__WORK INSTRUCTIONS__
Write out the records exactly as they appear, starting at their first line and ending at the line that contains "[[944, 667]]", with both of those lines included.

===== MATERIAL

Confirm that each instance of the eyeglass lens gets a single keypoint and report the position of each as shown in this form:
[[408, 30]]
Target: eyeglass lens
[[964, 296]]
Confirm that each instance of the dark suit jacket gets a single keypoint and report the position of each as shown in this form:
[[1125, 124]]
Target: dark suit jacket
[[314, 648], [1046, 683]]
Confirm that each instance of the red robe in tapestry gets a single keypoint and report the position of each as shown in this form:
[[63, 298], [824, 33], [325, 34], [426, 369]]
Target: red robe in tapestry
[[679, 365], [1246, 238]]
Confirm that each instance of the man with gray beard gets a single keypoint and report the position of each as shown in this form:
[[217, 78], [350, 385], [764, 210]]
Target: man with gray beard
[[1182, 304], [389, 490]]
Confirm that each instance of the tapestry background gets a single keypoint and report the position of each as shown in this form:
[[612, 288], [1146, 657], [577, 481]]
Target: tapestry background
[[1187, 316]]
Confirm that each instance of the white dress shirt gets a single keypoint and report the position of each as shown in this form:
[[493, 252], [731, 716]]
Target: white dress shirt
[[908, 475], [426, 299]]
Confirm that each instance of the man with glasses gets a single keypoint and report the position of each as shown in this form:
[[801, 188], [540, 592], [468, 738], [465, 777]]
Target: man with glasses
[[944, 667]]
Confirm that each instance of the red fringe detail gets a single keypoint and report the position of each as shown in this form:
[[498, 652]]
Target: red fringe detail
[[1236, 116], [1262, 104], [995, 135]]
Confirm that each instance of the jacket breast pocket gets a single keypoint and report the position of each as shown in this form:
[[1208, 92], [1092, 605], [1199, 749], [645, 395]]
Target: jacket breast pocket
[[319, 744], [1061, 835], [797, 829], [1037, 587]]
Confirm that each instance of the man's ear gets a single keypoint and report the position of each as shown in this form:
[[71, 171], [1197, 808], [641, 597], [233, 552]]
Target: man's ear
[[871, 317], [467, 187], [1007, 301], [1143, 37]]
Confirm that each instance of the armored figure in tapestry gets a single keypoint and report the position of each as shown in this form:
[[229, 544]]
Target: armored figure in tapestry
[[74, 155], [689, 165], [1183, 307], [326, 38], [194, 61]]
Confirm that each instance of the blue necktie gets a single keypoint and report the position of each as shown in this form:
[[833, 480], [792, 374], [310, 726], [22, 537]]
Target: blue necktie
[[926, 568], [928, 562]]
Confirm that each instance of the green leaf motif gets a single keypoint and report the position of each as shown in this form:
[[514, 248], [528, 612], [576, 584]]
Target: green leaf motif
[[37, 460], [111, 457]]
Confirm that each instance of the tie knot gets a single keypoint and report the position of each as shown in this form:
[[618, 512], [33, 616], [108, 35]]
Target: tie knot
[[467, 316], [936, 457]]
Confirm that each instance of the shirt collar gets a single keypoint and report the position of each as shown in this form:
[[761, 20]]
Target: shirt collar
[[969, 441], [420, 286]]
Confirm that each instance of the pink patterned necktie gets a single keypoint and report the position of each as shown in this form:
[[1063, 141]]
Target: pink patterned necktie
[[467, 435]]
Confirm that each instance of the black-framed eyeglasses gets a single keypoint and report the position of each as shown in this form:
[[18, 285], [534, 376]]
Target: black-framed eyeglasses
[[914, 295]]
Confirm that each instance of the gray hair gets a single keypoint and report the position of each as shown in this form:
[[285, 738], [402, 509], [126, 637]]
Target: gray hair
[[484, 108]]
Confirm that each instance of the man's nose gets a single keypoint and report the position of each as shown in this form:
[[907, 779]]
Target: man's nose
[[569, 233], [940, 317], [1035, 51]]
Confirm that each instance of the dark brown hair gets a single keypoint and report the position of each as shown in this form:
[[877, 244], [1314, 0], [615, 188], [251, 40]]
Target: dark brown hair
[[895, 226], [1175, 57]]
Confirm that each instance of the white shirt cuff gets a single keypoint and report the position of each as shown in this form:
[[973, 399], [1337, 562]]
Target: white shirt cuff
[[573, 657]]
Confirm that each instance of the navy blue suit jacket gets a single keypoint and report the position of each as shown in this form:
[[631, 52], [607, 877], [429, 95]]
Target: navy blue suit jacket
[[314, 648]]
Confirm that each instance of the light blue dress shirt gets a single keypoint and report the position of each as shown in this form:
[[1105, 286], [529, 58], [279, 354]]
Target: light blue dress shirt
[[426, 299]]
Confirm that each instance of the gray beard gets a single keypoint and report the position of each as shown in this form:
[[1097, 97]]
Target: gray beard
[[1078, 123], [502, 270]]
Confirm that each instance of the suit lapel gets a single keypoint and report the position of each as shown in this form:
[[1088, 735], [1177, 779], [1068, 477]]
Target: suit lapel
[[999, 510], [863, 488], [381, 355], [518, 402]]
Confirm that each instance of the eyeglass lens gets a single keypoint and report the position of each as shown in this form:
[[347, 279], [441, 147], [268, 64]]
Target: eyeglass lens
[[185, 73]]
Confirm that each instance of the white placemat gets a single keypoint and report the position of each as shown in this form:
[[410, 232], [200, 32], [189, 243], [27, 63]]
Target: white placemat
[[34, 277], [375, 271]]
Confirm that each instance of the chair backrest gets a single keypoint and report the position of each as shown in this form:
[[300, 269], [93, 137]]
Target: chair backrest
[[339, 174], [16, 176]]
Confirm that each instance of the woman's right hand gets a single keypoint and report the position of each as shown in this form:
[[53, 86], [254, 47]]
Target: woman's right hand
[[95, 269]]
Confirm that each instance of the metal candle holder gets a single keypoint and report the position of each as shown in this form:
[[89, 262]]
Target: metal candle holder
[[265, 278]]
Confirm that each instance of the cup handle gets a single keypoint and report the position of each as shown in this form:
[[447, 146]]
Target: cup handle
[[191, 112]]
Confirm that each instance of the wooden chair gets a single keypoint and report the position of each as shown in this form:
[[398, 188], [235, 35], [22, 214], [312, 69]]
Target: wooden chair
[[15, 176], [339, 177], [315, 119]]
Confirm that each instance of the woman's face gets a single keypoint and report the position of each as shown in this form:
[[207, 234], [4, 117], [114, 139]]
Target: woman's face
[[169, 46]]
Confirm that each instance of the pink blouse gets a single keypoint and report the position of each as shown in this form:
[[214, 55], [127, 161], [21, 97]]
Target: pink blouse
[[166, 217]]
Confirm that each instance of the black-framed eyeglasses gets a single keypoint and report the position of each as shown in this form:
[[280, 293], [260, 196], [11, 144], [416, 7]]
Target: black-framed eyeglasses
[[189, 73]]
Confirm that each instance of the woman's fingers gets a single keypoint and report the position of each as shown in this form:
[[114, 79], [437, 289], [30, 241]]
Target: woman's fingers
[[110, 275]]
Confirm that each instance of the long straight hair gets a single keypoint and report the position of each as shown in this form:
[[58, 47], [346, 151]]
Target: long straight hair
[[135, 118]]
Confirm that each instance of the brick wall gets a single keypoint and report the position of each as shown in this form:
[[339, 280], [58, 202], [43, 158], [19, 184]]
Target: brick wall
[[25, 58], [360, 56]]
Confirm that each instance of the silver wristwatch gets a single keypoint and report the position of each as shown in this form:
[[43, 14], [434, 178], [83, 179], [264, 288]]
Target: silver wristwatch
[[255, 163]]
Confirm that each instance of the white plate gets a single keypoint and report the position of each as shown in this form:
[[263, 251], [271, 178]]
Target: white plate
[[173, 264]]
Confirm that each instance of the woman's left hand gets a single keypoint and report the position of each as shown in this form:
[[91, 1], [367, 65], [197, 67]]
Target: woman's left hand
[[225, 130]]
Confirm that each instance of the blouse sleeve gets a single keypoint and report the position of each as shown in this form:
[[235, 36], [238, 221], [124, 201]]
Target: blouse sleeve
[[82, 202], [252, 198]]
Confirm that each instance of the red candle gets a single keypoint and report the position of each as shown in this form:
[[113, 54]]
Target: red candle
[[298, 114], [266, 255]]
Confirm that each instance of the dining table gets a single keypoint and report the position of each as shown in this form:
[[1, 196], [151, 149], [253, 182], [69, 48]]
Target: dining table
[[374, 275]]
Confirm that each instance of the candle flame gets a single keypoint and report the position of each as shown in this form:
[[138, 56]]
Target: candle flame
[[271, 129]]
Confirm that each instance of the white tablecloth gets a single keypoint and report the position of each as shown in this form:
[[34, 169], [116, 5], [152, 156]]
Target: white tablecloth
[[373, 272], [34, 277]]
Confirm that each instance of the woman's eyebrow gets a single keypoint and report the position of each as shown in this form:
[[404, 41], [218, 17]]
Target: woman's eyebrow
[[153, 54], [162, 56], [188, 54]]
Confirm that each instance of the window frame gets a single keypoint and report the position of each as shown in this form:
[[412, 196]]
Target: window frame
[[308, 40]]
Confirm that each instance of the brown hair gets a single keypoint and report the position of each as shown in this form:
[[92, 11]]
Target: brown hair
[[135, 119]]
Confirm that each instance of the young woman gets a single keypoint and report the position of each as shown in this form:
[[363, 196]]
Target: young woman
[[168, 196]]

==========

__TASK SOLUTION__
Confirm that each instance of the eyeglass lens gets a single keypoint and report the position of each as shown in this form:
[[408, 30]]
Target: eyeglass lens
[[964, 296]]
Confirm that each instance of the dark suit jacket gets a single keypoint and report the position of each as shown in this form:
[[1125, 124]]
Target: dark suit jacket
[[314, 648], [1046, 683]]
Confirm that each instance of the red robe in tapestry gets a single keypoint and report the position of each as shown in this form:
[[63, 298], [824, 33], [325, 34], [426, 369]]
Target: red robe in tapestry
[[679, 365], [1246, 238]]
Confirm that each instance of the man with gray beard gets a single keypoint and report the position of each as shown in this form:
[[217, 78], [350, 385], [764, 210]]
Target: man with gray beard
[[1182, 304], [389, 490]]
Confirm that each instance of the tapestry background gets a single keypoint and report the position of each as shown in this form:
[[612, 288], [1146, 657], [577, 481]]
Target: tapestry background
[[1187, 316]]
Confirm that each instance of the white dress shirt gets a single keypoint and report the position of each as shown in this form:
[[493, 252], [731, 716]]
Target: white dress shirt
[[908, 475], [426, 299]]
Confirm that each instance of the man with glasses gets a single keypoint and report the position of each as shown in this form:
[[801, 188], [540, 592], [468, 738], [465, 777]]
Target: man with glasses
[[944, 667]]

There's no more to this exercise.